:: Stored items ::
____

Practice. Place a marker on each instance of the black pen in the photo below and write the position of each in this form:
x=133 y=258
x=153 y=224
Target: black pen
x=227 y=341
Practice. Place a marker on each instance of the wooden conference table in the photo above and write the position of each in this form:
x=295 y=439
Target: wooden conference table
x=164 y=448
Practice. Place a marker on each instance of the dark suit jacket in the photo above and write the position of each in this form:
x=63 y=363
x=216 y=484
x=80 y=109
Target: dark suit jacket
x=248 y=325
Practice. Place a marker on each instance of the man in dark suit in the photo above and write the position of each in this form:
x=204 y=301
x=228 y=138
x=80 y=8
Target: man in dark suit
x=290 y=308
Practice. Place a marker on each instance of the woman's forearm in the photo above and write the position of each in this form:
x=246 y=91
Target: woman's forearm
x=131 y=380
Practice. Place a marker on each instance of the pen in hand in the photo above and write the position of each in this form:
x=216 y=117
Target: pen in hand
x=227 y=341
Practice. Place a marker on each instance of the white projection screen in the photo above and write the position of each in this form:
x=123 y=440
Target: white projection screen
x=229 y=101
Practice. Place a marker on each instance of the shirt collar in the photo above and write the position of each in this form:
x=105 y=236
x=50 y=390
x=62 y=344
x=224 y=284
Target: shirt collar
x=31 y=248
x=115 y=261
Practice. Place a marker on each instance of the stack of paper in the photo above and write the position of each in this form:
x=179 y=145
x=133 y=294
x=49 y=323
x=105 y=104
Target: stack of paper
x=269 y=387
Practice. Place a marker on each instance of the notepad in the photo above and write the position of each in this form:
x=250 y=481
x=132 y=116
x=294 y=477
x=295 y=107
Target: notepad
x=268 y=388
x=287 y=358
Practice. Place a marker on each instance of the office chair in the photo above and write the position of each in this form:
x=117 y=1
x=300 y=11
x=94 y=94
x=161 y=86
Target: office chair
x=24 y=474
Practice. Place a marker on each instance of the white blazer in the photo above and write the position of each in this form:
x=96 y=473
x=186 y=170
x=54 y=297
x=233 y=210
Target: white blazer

____

:: TASK INSTRUCTIONS ::
Put everything from the line containing "Practice. Place a marker on each instance of the dark" down to the line containing "x=115 y=261" into a Markdown table, with a Row column numbering each entry and a Line column holding its text. Skip any blank lines.

:: THE COMPLETED TASK ::
| Row | Line |
|---|---|
| 1 | Practice. Place a marker on each instance of the dark suit jacket in the photo above and write the position of each in this form: |
| 2 | x=63 y=363 |
| 3 | x=216 y=484 |
| 4 | x=80 y=109 |
| 5 | Target: dark suit jacket |
| 6 | x=248 y=325 |
| 7 | Practice. Place a marker on each instance of the man in dark suit in the photo above and write the position of each in this form: |
| 8 | x=204 y=301 |
| 9 | x=228 y=138 |
| 10 | x=80 y=8 |
| 11 | Target: man in dark suit |
| 12 | x=290 y=308 |
| 13 | Practice. Place a marker on each instance of the woman's forearm in the photo above and write the position of each in this form: |
| 14 | x=246 y=91 |
| 15 | Target: woman's forearm |
| 16 | x=131 y=380 |
| 17 | Practice. Place a marker on each instance of the pen in hand in the photo above and write the position of each in this form: |
| 18 | x=216 y=117 |
| 19 | Target: pen in hand |
| 20 | x=227 y=341 |
| 21 | Practice. Place a marker on each instance of the white projection screen in the photo above and write the position of each in this form: |
| 22 | x=123 y=440 |
| 23 | Target: white projection screen |
| 24 | x=229 y=101 |
| 25 | Practice. Place a marker on each instance of the shirt collar in the photo above and write the position of each in this form: |
| 26 | x=105 y=236 |
| 27 | x=50 y=390 |
| 28 | x=62 y=344 |
| 29 | x=224 y=284 |
| 30 | Target: shirt collar |
| 31 | x=31 y=248 |
| 32 | x=115 y=261 |